■ Aufgaben
- 1) Bearbeite im Text zur Care-Ökonomie den Abschnitt, der bei „Dass sich im“ beginnt und bei „als Privatsache taxiert.“ endet, und gib ihn wieder, wobei „Hebammen“ durch „Pflegekräfte“ ersetzt wird.
- 2) Nenne jede Zeile der Datensätze, in der die Zeichenfolge „chimney“ vorkommt, und beachte dabei die Groß- und Kleinschreibung.

■ Vorliegender Text
--------

Foto: APA/Rainer Jensen

Dass sich im Wiener AKH die Hebammen in kollektiver Überlastung befinden und deshalb nicht zur Arbeit erscheinen können, ist nur eine Ausgeburt der politischen Vernachlässigung der Care-Ökonomie und Versorgungsarbeit. Die Betreuung und Erziehung von Kindern, die Pflege von betagten und/oder kranken Menschen und auch das Kochen, Putzen und Bügeln wird nach wie vor als familiäre Angelegenheit und damit als Privatsache taxiert.

Die auf Eigenverantwortung und Selbstregulierung setzende Politik macht es möglich, von grundsätzlichen Fragen der gesellschaftlichen Umgestaltung und Neuorganisierung von Arbeit abzulenken. Die nicht gerecht verteilte, nicht wirklich anerkannte aber gesellschaftlich notwendige Arbeit bleibt als Grundproblem ungelöst. Die Zuständigkeiten für die Versorgungsarbeit und die damit verbundenen Kosten bleiben weitgehend privatisiert und müssen unbezahlt und zusätzlich zur (weiblichen) Lohnarbeit im Rahmen der Kernfamilie verrichtet werden.

--------

(Punktbasierte Annotationsdaten)
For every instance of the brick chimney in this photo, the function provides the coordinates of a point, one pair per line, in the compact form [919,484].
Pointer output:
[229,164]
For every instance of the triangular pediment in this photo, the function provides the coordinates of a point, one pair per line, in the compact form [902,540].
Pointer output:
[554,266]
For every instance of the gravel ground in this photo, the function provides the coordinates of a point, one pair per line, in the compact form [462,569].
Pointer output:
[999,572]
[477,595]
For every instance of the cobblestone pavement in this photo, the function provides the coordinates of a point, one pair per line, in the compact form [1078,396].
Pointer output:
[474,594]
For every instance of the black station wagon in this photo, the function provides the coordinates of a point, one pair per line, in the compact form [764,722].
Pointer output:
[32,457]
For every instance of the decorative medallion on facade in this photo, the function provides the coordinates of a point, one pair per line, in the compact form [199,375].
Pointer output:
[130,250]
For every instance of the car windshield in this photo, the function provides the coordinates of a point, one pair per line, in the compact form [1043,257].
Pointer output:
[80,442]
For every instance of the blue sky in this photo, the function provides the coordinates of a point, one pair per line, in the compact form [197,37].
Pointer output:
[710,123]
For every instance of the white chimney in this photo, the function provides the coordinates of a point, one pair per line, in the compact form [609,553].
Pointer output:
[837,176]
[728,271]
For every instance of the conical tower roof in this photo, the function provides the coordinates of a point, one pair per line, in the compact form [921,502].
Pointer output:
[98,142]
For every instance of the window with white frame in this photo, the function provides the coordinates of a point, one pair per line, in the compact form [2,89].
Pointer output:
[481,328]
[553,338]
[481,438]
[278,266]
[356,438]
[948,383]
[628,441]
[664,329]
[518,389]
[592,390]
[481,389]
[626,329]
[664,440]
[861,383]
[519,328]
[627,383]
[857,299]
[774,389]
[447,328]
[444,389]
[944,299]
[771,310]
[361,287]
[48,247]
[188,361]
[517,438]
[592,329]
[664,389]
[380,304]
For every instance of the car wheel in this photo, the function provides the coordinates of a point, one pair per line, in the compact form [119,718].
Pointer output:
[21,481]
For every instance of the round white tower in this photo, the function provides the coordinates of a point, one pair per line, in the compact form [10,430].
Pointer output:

--------

■ Antworten je Aufgabe
- 1)
Dass sich im Wiener AKH die Pflegekräfte in kollektiver Überlastung befinden und deshalb nicht zur Arbeit erscheinen können, ist nur eine Ausgeburt der politischen Vernachlässigung der Care-Ökonomie und Versorgungsarbeit. Die Betreuung und Erziehung von Kindern, die Pflege von betagten und/oder kranken Menschen und auch das Kochen, Putzen und Bügeln wird nach wie vor als familiäre Angelegenheit und damit als Privatsache taxiert.

- 2)
For every instance of the brick chimney in this photo, the function provides the coordinates of a point, one pair per line, in the compact form [919,484].
For every instance of the white chimney in this photo, the function provides the coordinates of a point, one pair per line, in the compact form [609,553].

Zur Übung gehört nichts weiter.